### AUSGEWÄHLTER TEXT ###

Yoga

Yin-Yoga im Jahreskreis

Von der Blüte zur Frucht

Vorausgeschickt soll werden, dass dies keine ganzheitliche Abhandlung über die Lehre der Traditionellen Chinesischen Medizin (TCM) ist, sondern einen Teilaspekt in Hinblick auf die Praxis von Yin-Yoga betrachtet. Im Fokus steht dabei der Jahreskreis, in dem die 5 Elementen der TCM durchschritten werden. Yin-Yoga bietet dir die Möglichkeit in den Jahreskreis einzutauchen, die Qualitäten der gerade vorherrschenden Elemente in deiner Praxis wirken zu lassen und einen Prozess zu manifestieren. Du gelangst vom Säen eines Samens hin zur Blüte und Frucht, erlaubst dir Zentrierung und Manifestation.

12 Meridiane

Die einzelnen Yin-Yoga Positionen sind den 12 Meridianen beziehungsweise Energie-Leitbahnen sowie den 5 Elementen der TCM zugeordnet und damit auch den Organen, die mit den Meridianen in Verbindung stehen. In der TCM spricht man von Qi, was so viel bedeutet wie Lebensenergie. Fließt das Qi frei in den Leitbahnen, ist dies eine gute Voraussetzung für deine Gesundheit, dein Wohlbefinden. Wie gelingt das? Speziell das lange Halten der einzelnen Positionen, in denen du jegliche Art der Muskelanspannung abgibst, macht es möglich. Auf diese Weise können die Meridiane im Körper stimuliert und der Energiefluss harmonisiert werden. Dabei bedienst du dich mit Yin-Yoga einer sehr sanften und meditativen Art von Yoga, das tief im faszialen Gewebe wirkt.

Dehnungen im Sitzen oder Liegen

Es handelt sich um Dehnungen, die meist im Sitzen oder Liegen ausgeführt werden. In einer Haltung stützt du deinen Körper mit yogischen Hilfsmitteln wie Blöcken, Polster, Decken. Ein in die Position Hineinsinken ist dir damit auf sichere und stabile Weise gegeben – auch durch die individuelle Anpassung an deine Bedürfnisse und anatomische Konstitution. Während der Praxis kann dein Atem frei fließen, du selbst kannst dich ganz der Innenschau hingeben und die Wirkung der Haltung beobachten. Das bewusste Beobachten verankert dich im Moment. Ergänzen kannst du deine Praxis mit Klängen, Mantren und Affirmationen, dem Visualisieren von Farben, dem Ansprechen deiner Chakren – da sind der Phantasie keine Grenzen gesetzt.

Begib dich auf eine Reise

Im Folgenden begibst du dich auf eine Reise durch den Jahreskreis, tauchst in die Qualität der 5 Elemente ein. Zu jedem Element wird dir eine Yin-Yoga-Position vorgestellt, die darauf ausgerichtet ist, die entsprechenden Meridiane und die ihnen zugeordneten Yin- und Yang-Organe zu stimulieren. Umrahmt werden die Elemente-Übungen von einer Haltung zum bewussten Ankommen und einer weiteren zur Endentspannung.

### ZEILENAUSZÜGE ###

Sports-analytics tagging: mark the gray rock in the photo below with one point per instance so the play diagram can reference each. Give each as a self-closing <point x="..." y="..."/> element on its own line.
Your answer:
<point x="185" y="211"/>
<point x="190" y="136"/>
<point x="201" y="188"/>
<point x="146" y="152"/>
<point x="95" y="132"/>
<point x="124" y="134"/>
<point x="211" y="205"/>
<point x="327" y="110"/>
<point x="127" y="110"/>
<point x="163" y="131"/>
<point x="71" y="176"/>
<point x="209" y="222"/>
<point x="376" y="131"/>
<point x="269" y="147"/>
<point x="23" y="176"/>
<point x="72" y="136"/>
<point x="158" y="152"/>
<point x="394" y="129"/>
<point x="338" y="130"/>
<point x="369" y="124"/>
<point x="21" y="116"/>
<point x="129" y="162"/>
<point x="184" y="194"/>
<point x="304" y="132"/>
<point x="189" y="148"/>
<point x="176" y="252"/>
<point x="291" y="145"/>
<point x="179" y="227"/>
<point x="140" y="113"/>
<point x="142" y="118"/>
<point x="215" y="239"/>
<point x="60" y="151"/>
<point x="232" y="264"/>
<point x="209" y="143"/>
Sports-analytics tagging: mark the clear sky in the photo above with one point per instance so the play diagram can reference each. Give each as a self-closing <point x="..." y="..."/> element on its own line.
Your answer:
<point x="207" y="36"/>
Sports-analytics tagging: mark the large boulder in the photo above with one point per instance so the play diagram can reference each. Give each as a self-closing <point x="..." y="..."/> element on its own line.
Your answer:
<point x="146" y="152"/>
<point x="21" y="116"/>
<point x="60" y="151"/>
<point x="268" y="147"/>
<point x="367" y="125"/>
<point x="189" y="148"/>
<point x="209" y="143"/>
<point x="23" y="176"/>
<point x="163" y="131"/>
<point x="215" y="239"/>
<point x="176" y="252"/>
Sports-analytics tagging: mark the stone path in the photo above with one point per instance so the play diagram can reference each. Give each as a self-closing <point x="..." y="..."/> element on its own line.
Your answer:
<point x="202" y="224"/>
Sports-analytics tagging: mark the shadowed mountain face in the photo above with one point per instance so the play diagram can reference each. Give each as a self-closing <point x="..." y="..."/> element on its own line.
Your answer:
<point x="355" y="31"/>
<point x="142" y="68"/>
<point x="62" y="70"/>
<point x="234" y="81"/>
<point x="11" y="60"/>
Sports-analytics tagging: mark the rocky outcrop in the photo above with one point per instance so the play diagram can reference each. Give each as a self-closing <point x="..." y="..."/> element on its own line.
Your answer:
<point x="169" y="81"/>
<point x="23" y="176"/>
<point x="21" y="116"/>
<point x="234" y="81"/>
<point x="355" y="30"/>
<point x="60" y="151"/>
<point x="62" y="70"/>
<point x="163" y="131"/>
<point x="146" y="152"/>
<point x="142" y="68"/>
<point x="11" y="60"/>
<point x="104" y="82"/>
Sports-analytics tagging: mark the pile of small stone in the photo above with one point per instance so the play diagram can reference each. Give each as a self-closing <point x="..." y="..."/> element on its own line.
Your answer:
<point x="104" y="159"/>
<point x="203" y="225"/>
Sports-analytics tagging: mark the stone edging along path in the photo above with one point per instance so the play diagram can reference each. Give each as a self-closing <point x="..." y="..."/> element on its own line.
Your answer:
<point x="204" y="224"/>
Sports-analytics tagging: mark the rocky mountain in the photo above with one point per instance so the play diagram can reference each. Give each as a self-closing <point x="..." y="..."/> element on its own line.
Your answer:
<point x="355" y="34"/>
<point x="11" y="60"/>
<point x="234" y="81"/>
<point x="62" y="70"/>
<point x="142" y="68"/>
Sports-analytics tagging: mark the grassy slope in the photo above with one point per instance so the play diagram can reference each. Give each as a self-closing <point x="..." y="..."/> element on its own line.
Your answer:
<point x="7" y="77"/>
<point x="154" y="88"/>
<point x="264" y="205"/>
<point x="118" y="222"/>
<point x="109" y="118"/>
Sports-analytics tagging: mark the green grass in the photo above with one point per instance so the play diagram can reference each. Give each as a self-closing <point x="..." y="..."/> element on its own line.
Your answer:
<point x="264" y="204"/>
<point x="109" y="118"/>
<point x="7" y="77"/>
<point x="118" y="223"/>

###

__AUFGABENSTELLUNG__: Formuliere den Text über Yin-Yoga ab den Worten „Begib dich auf“ bis einschließlich „weiteren zur Endentspannung.“ neu und setze dabei überall „Wanderung“ anstelle von „Reise“ ein. Stütze dich ausschließlich auf den Text über Yin-Yoga.

__ENDERGEBNIS__:
Begib dich auf eine Wanderung

Im Folgenden begibst du dich auf eine Wanderung durch den Jahreskreis, tauchst in die Qualität der 5 Elemente ein. Zu jedem Element wird dir eine Yin-Yoga-Position vorgestellt, die darauf ausgerichtet ist, die entsprechenden Meridiane und die ihnen zugeordneten Yin- und Yang-Organe zu stimulieren. Umrahmt werden die Elemente-Übungen von einer Haltung zum bewussten Ankommen und einer weiteren zur Endentspannung.